- **Source extract**
--- BEGIN ---
Postby Dr. Goodword » Sat May 14, 2005 11:09 pm

• palisade •

Pronunciation: pæ-lê-seyd • Hear it!

Part of Speech: Noun

Meaning: 1. A line of pales (pointed logs) serving as a fence or defensive wall. 2. [Palisades] A stretch of high cliffs along a river bank or overlooking a lake.

Notes: Today's is another very beautiful word, especially when referring to the cliffs along a river. Keep in mind, however, that we use only the plural to express this sense: the Palisades are the highlight of the Hudson River. You may 'verb' this noun; that is, you can palisade your home if you feel insecure, by surrounding it with closely pack pales.

In Play: A palisade is a labor-intensive means of defense: "Dewey Rose built a sturdy palisade around his garden to keep out the rabbits but it was a late frost that did it in." Palisades are there just to be enjoyed: "The palisades along Split Rock Creek in South Dakota are so majestic Jessie James vacationed there in a cave for several days after his robbery of the Northfield, Minnesota bank." (Or so legend would have it.)
--- END ---
- **Tasks and exercises**
#1 In the word entry on "palisade," what does the plural "Palisades" refer to?
#2 From the palisade entry, extract the passage from "Notes: Today's is" to "would have it.)" word for word.

- **Entries from a pointing dataset**
--- BEGIN ---
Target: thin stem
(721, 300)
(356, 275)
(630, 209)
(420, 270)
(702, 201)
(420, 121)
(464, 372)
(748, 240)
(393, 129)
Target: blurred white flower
--- END ---
- **Written answers**
#1 A stretch of high cliffs along a river bank or overlooking a lake.

#2
Notes: Today's is another very beautiful word, especially when referring to the cliffs along a river. Keep in mind, however, that we use only the plural to express this sense: the Palisades are the highlight of the Hudson River. You may 'verb' this noun; that is, you can palisade your home if you feel insecure, by surrounding it with closely pack pales.

In Play: A palisade is a labor-intensive means of defense: "Dewey Rose built a sturdy palisade around his garden to keep out the rabbits but it was a late frost that did it in." Palisades are there just to be enjoyed: "The palisades along Split Rock Creek in South Dakota are so majestic Jessie James vacationed there in a cave for several days after his robbery of the Northfield, Minnesota bank." (Or so legend would have it.)